Named object pointing entries:

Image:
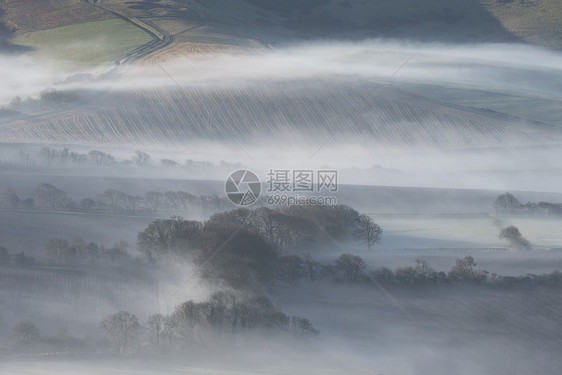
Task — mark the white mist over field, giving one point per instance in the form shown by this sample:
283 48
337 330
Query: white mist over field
388 113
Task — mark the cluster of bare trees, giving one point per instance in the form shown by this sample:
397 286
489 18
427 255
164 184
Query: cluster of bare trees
17 258
78 252
508 204
49 197
65 157
223 316
251 243
353 269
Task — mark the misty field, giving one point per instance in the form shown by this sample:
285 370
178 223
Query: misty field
90 44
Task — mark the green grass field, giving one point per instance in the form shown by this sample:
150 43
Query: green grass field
87 44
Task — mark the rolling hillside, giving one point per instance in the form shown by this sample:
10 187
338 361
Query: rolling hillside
308 110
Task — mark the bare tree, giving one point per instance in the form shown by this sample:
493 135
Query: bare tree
121 328
512 234
352 266
506 203
153 199
464 270
157 326
368 231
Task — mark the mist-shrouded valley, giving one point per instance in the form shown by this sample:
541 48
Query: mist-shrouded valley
294 187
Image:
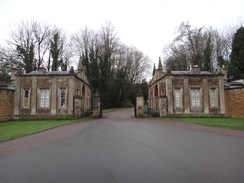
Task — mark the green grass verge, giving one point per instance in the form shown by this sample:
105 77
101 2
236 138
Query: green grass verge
14 129
229 123
110 110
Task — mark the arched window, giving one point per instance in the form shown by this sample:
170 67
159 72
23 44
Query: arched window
83 90
156 91
62 97
44 98
26 98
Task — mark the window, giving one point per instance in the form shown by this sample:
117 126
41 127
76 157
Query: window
213 97
62 97
44 98
195 97
177 97
26 98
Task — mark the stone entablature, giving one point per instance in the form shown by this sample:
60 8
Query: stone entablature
51 94
188 92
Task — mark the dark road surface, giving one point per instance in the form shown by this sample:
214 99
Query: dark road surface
119 148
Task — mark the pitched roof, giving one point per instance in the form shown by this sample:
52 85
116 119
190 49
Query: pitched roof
49 73
190 73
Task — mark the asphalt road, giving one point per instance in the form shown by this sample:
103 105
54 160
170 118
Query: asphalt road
118 148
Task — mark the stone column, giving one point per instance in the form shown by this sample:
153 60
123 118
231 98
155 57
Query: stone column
186 96
34 96
139 106
54 96
17 96
97 111
169 94
71 95
221 95
163 105
205 96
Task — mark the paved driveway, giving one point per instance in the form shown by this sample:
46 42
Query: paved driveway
119 148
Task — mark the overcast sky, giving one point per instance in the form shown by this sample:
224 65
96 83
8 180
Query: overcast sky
148 25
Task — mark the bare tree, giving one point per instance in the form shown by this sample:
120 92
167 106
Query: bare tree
30 40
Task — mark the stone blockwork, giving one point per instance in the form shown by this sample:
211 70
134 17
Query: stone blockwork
6 104
234 102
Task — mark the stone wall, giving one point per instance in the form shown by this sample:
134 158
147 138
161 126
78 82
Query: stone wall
234 102
6 104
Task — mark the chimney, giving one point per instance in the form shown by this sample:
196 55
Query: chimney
71 71
160 66
196 69
13 74
42 68
224 71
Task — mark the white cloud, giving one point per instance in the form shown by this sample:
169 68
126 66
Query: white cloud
148 25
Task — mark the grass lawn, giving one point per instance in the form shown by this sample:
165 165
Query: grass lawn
14 129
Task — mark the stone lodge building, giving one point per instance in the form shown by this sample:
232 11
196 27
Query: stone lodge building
52 93
186 92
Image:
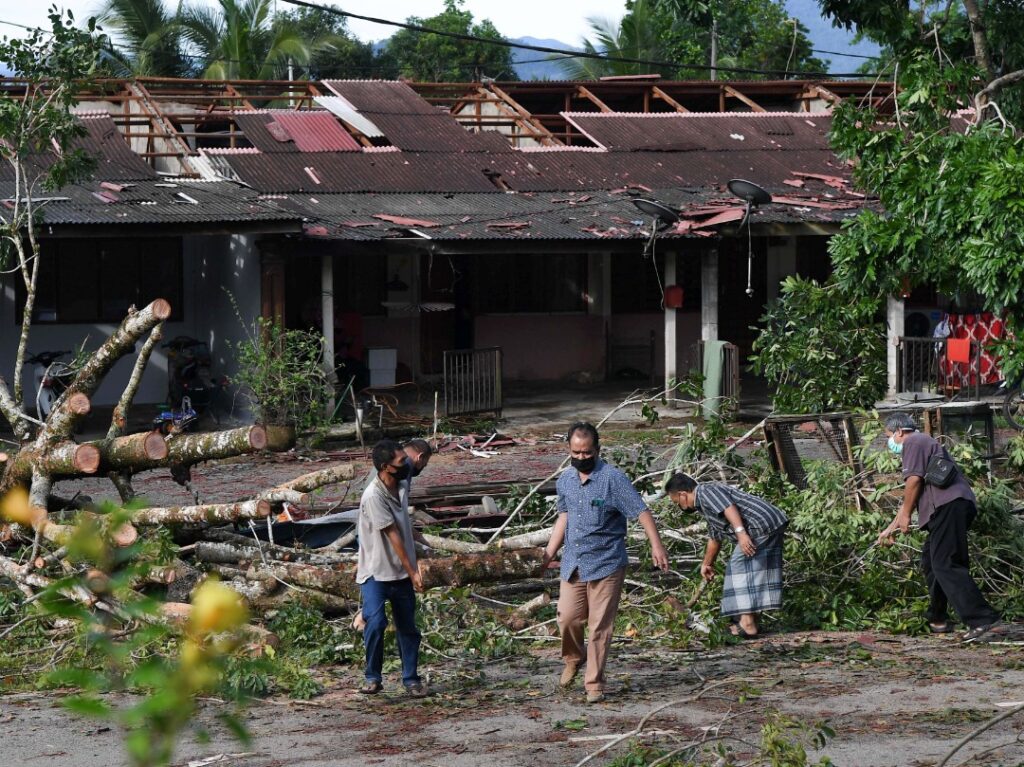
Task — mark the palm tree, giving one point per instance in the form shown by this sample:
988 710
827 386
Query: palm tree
635 36
145 39
238 41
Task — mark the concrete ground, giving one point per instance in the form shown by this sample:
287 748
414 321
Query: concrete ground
893 701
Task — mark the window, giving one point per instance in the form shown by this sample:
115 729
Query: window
511 283
635 287
95 281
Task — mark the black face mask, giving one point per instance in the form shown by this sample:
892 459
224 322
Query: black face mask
400 472
584 465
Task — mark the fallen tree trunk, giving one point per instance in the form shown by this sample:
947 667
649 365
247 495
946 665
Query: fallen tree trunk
62 418
481 568
207 513
131 452
316 479
457 547
226 553
525 541
61 460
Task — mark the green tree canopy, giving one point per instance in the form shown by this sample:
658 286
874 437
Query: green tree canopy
743 34
336 52
437 58
145 39
951 183
238 41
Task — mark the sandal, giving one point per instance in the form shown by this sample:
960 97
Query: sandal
738 631
973 635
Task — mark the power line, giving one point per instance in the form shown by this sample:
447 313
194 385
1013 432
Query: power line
565 52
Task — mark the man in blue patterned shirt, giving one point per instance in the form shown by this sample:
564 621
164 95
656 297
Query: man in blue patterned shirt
594 503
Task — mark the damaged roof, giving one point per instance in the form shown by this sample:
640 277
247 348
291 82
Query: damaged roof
590 215
178 202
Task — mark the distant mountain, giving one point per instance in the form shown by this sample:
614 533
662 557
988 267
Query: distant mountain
537 66
825 37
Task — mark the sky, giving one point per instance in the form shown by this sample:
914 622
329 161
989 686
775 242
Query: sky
562 19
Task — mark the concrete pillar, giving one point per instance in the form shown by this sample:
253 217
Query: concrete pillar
327 321
709 295
671 346
894 322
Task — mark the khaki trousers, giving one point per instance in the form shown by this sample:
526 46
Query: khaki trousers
593 602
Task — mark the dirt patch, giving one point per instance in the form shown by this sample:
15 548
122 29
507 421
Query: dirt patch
892 700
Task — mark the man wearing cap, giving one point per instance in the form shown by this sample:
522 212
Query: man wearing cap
946 513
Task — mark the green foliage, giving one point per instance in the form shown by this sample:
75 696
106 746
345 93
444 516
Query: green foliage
238 41
821 350
146 39
434 58
751 34
282 374
784 741
335 51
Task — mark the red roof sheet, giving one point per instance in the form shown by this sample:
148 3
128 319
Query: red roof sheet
381 97
702 131
350 171
285 130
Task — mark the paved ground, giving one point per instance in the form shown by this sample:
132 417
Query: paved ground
893 701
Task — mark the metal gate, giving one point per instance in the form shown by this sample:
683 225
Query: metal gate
473 381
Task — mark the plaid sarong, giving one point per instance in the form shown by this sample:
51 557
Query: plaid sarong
755 584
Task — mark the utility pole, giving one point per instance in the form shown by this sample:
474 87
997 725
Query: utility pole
714 48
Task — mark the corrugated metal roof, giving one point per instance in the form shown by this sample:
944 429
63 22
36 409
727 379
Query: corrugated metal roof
350 171
158 202
315 131
714 132
436 132
381 97
286 130
114 158
596 215
343 110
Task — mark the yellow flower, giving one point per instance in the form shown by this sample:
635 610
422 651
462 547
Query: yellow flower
14 507
216 608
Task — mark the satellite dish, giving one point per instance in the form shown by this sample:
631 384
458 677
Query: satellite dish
660 212
749 192
754 196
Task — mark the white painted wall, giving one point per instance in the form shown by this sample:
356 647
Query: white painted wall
209 262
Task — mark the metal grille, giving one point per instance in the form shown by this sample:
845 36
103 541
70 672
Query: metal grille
793 439
923 365
473 381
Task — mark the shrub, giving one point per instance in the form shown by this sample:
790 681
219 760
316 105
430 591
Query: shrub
821 350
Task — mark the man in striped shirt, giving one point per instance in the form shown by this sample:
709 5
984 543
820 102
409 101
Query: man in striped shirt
754 576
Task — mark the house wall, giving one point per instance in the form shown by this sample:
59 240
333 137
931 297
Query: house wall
545 347
208 263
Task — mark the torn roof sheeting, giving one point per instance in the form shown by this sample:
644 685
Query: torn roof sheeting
185 204
105 144
704 131
591 215
287 130
349 115
381 96
354 171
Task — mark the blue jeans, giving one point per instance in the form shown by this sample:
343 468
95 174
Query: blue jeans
402 599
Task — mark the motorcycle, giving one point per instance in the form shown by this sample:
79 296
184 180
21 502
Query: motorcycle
51 378
193 390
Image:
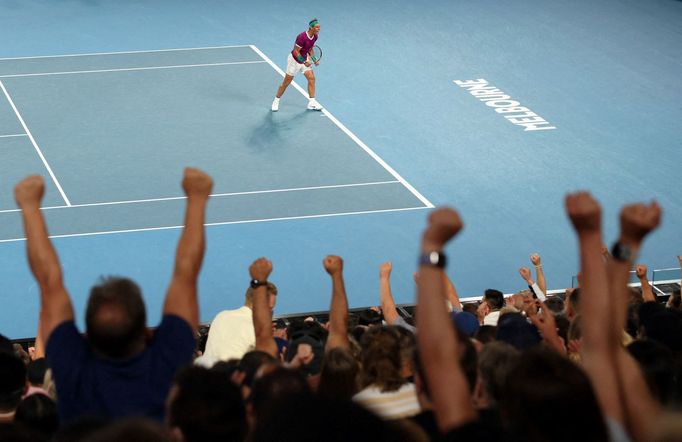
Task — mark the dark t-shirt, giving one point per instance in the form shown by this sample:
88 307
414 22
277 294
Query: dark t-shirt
88 385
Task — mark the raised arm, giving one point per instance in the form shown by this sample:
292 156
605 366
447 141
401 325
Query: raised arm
438 346
539 273
338 314
260 270
647 290
181 298
598 358
641 410
55 304
386 295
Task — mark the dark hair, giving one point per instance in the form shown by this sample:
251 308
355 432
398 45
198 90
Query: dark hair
207 406
251 362
339 376
12 381
514 329
380 357
658 366
280 383
495 298
325 419
38 412
36 371
494 363
115 317
543 380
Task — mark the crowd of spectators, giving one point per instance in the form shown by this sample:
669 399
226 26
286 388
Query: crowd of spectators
603 362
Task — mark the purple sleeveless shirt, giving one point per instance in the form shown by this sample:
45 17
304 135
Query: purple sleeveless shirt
305 43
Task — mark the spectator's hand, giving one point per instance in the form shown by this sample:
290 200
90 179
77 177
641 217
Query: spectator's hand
525 274
196 183
641 270
482 311
260 269
444 223
535 259
29 192
333 264
385 270
637 220
584 212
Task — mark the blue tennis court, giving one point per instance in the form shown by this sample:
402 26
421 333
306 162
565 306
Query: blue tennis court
423 107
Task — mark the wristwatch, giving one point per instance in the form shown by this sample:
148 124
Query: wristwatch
621 252
255 283
434 259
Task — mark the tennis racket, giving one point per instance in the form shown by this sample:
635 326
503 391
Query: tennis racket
315 54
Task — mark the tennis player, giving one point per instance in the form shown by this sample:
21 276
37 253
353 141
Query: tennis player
300 61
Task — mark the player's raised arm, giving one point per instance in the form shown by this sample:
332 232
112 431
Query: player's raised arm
55 304
181 298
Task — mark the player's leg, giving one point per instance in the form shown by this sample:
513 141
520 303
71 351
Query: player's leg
312 104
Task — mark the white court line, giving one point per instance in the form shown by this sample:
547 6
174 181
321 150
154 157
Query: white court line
250 221
97 71
35 145
215 195
125 52
351 135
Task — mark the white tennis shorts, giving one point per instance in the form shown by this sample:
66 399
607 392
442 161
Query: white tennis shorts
294 67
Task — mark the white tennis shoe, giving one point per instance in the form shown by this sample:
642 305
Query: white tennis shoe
314 105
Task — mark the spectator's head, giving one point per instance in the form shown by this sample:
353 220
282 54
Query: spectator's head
39 413
205 405
280 383
514 329
310 333
486 333
370 317
658 366
36 372
543 380
325 419
466 323
663 325
12 382
115 318
339 377
555 304
251 362
272 296
494 364
494 298
380 359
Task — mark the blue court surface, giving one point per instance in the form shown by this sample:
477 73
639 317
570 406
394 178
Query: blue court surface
497 109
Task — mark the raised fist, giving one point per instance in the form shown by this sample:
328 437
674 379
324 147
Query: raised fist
29 191
525 273
385 269
444 223
584 212
260 269
637 220
333 264
196 183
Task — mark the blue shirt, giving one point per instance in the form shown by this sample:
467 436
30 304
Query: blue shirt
88 385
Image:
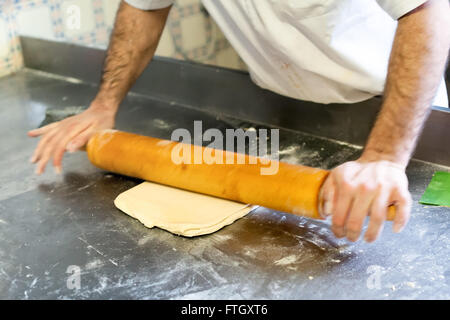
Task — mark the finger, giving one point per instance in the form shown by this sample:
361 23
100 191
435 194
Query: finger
80 140
49 148
326 197
64 139
403 211
44 157
378 214
40 131
341 204
41 145
343 198
358 212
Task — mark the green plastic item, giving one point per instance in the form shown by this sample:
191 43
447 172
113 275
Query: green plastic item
438 191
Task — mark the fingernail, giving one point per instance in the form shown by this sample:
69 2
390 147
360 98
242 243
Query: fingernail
367 239
339 232
352 236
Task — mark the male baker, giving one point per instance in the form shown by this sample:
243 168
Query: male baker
325 51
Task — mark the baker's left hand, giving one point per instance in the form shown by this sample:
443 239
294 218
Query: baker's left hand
357 189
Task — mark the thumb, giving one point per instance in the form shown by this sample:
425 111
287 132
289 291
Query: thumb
326 197
79 142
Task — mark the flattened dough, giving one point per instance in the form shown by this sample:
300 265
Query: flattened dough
178 211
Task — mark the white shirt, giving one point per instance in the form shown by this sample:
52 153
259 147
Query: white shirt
326 51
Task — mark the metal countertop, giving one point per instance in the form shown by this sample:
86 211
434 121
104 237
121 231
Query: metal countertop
52 222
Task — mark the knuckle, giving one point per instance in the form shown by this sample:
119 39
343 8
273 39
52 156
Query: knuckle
354 225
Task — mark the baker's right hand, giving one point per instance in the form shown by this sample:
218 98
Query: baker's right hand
69 134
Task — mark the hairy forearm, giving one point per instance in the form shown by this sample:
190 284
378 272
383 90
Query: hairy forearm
133 43
416 66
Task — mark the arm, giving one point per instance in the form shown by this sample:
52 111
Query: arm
377 179
133 43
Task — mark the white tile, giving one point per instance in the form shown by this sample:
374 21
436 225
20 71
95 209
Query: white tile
4 39
193 31
78 17
110 8
35 22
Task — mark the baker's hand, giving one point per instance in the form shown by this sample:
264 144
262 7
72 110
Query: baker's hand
70 135
357 189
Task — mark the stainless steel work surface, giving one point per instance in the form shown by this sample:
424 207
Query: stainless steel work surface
53 222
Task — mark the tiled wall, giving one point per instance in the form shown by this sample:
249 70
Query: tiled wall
190 33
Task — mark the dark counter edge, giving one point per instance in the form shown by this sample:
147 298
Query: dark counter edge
231 92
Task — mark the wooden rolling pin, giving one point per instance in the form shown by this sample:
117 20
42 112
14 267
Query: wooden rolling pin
293 189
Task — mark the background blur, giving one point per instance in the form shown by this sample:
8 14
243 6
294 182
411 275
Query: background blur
190 33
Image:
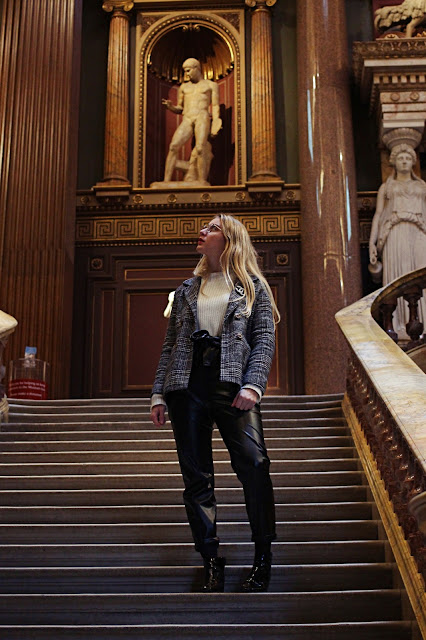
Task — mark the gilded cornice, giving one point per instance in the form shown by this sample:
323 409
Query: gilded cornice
385 49
259 4
117 5
155 229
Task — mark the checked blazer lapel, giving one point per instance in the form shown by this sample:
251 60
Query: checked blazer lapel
191 289
236 295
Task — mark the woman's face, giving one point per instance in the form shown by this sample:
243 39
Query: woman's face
211 241
403 162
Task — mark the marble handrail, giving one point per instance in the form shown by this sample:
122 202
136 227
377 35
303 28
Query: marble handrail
386 399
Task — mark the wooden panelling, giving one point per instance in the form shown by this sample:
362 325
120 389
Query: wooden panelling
119 322
39 71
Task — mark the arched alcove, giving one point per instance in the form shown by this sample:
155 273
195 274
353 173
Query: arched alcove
162 50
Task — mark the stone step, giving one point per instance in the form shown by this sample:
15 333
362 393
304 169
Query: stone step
134 415
161 434
276 442
383 630
108 402
172 466
170 513
143 407
104 476
124 533
188 579
74 486
159 455
87 466
58 423
128 609
171 554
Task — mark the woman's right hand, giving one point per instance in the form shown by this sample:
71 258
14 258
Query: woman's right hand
158 416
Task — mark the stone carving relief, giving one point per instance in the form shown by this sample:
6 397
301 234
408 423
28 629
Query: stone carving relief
195 97
398 230
413 11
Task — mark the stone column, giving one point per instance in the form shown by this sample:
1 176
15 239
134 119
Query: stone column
330 246
117 102
264 163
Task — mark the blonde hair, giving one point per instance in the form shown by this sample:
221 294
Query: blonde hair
239 259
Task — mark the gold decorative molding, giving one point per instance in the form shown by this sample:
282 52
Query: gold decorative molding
139 229
233 19
412 579
117 5
260 3
234 41
147 21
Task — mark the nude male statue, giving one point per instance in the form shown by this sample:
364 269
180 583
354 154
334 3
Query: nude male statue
195 96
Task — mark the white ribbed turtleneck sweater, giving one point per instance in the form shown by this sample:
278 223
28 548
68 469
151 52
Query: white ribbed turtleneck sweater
211 308
212 302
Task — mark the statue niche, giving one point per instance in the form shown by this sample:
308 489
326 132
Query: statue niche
190 129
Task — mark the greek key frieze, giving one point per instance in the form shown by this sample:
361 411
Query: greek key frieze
139 229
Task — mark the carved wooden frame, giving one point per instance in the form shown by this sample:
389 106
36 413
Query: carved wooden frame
151 26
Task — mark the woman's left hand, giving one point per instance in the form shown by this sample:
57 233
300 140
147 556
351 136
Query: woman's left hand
245 399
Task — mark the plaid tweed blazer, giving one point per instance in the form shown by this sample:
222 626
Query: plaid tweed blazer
247 343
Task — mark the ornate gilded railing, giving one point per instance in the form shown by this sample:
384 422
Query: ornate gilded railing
7 327
385 404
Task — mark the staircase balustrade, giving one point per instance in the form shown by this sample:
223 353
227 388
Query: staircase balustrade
7 327
384 305
385 404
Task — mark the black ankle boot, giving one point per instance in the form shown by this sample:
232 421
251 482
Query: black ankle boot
260 575
214 579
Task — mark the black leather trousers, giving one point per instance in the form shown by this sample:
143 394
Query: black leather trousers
193 412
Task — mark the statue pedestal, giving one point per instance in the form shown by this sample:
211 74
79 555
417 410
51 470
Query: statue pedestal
179 184
391 76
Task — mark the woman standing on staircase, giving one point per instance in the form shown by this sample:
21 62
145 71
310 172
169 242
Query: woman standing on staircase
213 368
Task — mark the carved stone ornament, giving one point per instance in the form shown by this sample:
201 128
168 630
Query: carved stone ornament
402 135
260 3
117 5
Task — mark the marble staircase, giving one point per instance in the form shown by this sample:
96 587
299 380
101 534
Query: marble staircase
94 541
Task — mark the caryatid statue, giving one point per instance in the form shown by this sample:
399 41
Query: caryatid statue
195 96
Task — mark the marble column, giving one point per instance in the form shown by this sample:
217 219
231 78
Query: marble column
264 163
117 102
330 246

What the exercise asks
Find the line that contains "Task — mark the ornate" in the listing above. Retype it and every line after it up to the last, exactly, and nothing else.

Complete answer
Task — mark the ornate gilded railing, giving one point per instance in the form shown by this sample:
384 422
Query: ornate gilded railing
7 327
385 404
Task — mark the staircase balustrade, giving one point per instance in the form shown by this sample:
223 353
227 388
Query: staircase balustrade
7 327
384 305
385 404
Task — mark the black ankle boot, giving one point per instance in the form shown by this sample:
232 421
251 482
Query: black ankle boot
260 575
214 579
Task — mark the black leather trousers, giving one point per instance in the form shown by this sample:
143 394
Query: black leather trousers
193 412
Task — mark the statue pedestal, giving one point per instance in the form shown by this sample:
211 74
79 555
417 410
51 470
Query: statue pedestal
179 184
391 76
Task — mark the woman standing on staircase, giving one point per instance in the form shown by this sample:
21 62
145 71
310 172
169 242
Query: woman standing on staircase
213 368
Task — mark the carved stone ornament, giving one point per instance in the form shown by this sample:
201 128
168 630
Query: carved stone ornament
402 135
260 3
117 5
Task — mark the marble staircase, giving one point per instance in the form shown by this sample:
96 587
299 380
101 534
Query: marble staircase
94 541
Task — mark the caryatid statue, giving one point per instance in the form shown by this sample:
399 41
Query: caryatid statue
195 96
Task — mark the marble column, giving one point per instance in the form shown by this sample:
217 219
231 78
Query: marble column
264 163
117 102
330 246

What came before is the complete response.